### Provided passage
..........

Check your community’s calendar for free events. You’ll often find live music, movies in the park, and art fairs you can go to free of cost.
Don’t just turn off your appliances and electronics, unplug them. Even if they’re turned off, they could still be costing you in ‘phantom power.’ The EPA says the average household has 20-40 devices that are turned off but still use energy. 
LED bulbs may cost more than regular bulbs initially, but they’ll save you on your electricity bill. To be less wasteful, wait until your current bulbs burn out to buy new LED replacements. And you can always look for sales to cut your costs even more.
Easier said than done — we know. But when you consider how much your smoking habit is costing you, you may want to stop cold turkey. If you smoke a half a pack of cigarettes a day, you’re spending $9,435.25 a year, according to the UMass Medical School. 
If your T-shirt has a rip, don’t trash it and replace it. Sew it up on your own and continue to wear it. You shouldn’t have to replace an item of clothing until it has irreparable tears and stains. There are plenty of sewing tutorials on YouTube to get you started.
This is another no-brainer, but if you don’t have tunnel vision when you’re shopping, you could be spending way more than you planned on impulse purchases. Don’t buy the bag of chips that isn’t on sale. Leave behind the chocolate that was strategically placed at checkout. Stick to the list and stay on budget.
Shop around for credit cards — you could be spending more with your current line than if you were to transfer your balance to another card. If your interest rate is higher than another card, call your creditor and see if they can match the rate. If not, take your business elsewhere.
Yes, it pays to be healthy, but if you’re only going to the gym once every couple weeks for the treadmill, consider canceling your membership and going on a run. There are also plenty of at-home workouts that cost nothing — some fitness classes are even recorded on YouTube.
After prime decoration and gift buying season is over, stores will put their seasonal items on clearance. Stock up and save by purchasing everything you need a year early.
Here’s a 10-second rule you probably haven’t heard of — every time you want to buy something, hold the item for 10 seconds to see if you really want it.
In those 10 short seconds, you consider the price, the money you could have in your pocket instead, and everything you already have. You may just rethink that purchase.
Yes, if you’re trying to save money, you should work for free. If your friends need a sitter for their night out, offer to do it for free, and ask if they’ll return the favor on your date night.
If you have a few staple produce items you never shake buying at the grocery store, consider growing them yourself at home. You can buy seeds for herbs, fruit, and veggies at any home improvement store, and get started.
If you live in an apartment, not to worry. You can even grow your garden in a windowsill. The Spruce has a list of the best plants to grow in an apartment. 
You don’t have to throw your laundry in the dryer and waste that extra energy — use a clothing line to cut the costs, and it’s better for your clothes. The cost of a cycle in the dryer isn’t much savings, but you’ll see the results when you don’t have to replace your tattered clothes as often.
Buying your foods in bulk can save you a ton of money — just make sure you’re getting foods that don’t spoil like oats, rice, spices, etc. Before going on a shopping spree, make sure the price per unit is still lower than your average-sized purchase.
Make sure to review your bills every month. There could be fees you didn’t know you were paying, or something that looks unusual. This is usually your best safeguard against 1) spending more money than you need to and 2) a fraud attempt, which could cost you thousands.
Most people don’t know they can switch their car insurance if the rates are better elsewhere. Get quotes from other companies to see if they’re any better than your own, and ask if your current plan can match it. If not, you can save a lot more by switching.

..........

### Provided data
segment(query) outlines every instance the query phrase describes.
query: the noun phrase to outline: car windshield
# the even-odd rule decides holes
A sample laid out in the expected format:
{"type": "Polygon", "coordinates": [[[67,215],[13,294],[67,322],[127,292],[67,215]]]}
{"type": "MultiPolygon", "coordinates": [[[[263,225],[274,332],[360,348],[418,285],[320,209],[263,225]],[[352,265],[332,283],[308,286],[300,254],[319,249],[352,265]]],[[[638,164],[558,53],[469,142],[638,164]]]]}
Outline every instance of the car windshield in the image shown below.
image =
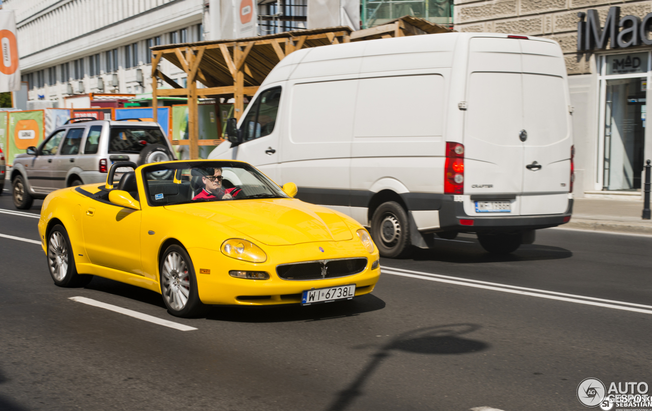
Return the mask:
{"type": "Polygon", "coordinates": [[[165,140],[158,129],[111,127],[109,153],[140,153],[147,144],[162,144],[167,147],[165,140]]]}
{"type": "Polygon", "coordinates": [[[288,198],[252,166],[230,161],[179,161],[143,168],[151,206],[252,198],[288,198]]]}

..........

### List of tasks
• 1. According to the money-saving tips, how many devices does the EPA say the average household has that are turned off but still use energy?
• 2. Please write out the money-saving tips starting with "Yes, it pays" and going on through "rethink that purchase.".
The items come from a source other than the money-saving tips.

### Outputs for the tasks
• 1. 20-40 devices.

• 2.
Yes, it pays to be healthy, but if you’re only going to the gym once every couple weeks for the treadmill, consider canceling your membership and going on a run. There are also plenty of at-home workouts that cost nothing — some fitness classes are even recorded on YouTube.
After prime decoration and gift buying season is over, stores will put their seasonal items on clearance. Stock up and save by purchasing everything you need a year early.
Here’s a 10-second rule you probably haven’t heard of — every time you want to buy something, hold the item for 10 seconds to see if you really want it.
In those 10 short seconds, you consider the price, the money you could have in your pocket instead, and everything you already have. You may just rethink that purchase.